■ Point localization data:
----------------

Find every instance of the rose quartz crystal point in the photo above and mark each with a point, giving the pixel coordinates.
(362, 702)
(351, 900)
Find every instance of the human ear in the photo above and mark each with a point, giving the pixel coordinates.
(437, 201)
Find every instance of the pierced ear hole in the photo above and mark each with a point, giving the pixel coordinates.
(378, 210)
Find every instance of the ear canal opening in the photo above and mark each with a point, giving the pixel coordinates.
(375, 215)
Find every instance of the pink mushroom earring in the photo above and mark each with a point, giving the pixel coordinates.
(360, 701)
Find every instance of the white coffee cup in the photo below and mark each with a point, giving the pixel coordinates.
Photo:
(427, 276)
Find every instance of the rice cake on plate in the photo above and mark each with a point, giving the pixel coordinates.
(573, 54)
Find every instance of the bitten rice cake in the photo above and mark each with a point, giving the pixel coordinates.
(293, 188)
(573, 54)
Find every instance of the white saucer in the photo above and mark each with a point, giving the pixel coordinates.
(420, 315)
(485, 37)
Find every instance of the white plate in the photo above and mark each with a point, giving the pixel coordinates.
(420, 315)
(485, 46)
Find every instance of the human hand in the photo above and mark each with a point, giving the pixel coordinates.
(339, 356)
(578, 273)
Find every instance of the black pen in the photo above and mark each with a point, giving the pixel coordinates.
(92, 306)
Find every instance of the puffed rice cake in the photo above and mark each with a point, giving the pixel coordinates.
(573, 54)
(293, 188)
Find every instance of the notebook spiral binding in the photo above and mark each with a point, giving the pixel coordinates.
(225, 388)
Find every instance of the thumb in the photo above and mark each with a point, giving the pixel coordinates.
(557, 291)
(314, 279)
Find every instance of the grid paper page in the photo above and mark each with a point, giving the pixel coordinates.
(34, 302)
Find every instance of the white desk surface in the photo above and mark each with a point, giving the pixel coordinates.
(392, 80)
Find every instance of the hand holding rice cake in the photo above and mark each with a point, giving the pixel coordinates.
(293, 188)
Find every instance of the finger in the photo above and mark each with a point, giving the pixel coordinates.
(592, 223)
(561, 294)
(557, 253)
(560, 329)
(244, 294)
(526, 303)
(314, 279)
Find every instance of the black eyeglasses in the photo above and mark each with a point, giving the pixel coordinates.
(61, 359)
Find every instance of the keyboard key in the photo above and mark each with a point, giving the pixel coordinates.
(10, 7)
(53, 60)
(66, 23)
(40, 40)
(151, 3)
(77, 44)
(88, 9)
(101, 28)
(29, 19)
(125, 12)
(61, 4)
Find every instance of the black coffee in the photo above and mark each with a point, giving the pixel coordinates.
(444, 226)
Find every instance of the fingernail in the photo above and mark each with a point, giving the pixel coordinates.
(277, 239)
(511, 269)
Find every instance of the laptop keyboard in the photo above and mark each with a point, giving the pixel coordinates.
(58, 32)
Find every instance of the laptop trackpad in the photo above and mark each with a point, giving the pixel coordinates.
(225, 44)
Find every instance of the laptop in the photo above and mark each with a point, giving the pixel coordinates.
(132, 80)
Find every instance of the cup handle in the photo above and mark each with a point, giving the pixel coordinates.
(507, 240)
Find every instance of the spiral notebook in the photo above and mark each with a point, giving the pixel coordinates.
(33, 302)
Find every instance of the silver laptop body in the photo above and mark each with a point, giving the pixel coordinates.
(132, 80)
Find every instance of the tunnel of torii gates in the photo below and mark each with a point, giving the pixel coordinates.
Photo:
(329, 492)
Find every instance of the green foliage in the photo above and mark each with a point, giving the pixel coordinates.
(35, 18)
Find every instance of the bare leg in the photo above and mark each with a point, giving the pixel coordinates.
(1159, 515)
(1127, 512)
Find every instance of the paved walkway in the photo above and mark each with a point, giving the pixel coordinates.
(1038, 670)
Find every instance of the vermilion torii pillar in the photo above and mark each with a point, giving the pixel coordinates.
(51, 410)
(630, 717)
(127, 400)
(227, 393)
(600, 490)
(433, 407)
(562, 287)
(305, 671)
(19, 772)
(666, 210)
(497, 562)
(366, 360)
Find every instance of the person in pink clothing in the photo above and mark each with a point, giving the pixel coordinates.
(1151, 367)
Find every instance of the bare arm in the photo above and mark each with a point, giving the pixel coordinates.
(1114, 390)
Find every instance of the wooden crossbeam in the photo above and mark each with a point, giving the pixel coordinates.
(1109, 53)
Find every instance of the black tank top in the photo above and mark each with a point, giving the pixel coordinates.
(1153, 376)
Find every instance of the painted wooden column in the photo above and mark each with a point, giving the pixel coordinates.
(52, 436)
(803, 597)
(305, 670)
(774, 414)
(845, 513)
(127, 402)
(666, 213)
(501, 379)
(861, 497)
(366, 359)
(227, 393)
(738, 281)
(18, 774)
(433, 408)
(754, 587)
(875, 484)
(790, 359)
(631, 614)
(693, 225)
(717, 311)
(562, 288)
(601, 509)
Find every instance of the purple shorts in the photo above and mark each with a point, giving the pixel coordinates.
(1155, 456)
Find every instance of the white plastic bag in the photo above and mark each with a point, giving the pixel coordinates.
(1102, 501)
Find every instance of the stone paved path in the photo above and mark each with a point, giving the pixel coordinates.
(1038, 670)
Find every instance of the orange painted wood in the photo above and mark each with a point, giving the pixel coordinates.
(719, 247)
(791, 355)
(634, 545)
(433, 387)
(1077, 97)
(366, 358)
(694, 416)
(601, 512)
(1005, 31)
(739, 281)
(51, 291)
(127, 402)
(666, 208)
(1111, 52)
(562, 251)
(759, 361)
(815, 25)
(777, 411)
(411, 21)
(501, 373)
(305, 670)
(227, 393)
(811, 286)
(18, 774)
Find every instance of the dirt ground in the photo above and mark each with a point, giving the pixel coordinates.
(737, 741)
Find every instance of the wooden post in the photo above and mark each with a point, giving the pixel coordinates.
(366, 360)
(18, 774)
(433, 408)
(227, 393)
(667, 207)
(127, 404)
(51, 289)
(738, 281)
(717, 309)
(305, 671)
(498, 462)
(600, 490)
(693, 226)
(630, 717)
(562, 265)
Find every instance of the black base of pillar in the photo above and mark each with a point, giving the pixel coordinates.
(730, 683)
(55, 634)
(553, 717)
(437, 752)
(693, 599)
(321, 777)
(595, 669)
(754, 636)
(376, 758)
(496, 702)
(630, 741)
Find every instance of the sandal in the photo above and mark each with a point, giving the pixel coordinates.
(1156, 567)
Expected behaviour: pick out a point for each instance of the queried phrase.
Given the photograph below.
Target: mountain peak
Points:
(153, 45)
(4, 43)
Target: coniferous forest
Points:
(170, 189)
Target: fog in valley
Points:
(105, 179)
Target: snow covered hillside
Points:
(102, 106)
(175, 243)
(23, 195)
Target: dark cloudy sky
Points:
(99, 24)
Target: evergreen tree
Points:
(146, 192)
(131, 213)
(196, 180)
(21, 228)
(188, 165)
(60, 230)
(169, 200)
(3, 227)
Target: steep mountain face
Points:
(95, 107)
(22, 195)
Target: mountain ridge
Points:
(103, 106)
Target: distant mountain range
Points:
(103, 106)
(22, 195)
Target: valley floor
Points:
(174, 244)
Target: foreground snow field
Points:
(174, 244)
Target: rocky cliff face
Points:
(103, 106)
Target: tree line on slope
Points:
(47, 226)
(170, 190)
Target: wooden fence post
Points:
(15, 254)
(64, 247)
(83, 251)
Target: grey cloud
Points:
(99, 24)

----------------

■ REQUIRED ACTION:
Reproduce, character for character, only the lines of the preceding data that start at the line with "Target: mountain peak" and end at the line with "Target: steep mountain face", both included.

■ EXERCISE RESPONSE:
Target: mountain peak
Points:
(153, 45)
(4, 43)
Target: coniferous forest
Points:
(170, 189)
Target: fog in valley
Points:
(105, 179)
Target: snow covered hillside
Points:
(102, 106)
(175, 243)
(23, 195)
Target: dark cloudy sky
Points:
(99, 24)
Target: evergreen tree
Points:
(146, 192)
(131, 213)
(196, 180)
(21, 228)
(188, 165)
(60, 230)
(169, 200)
(3, 227)
Target: steep mountain face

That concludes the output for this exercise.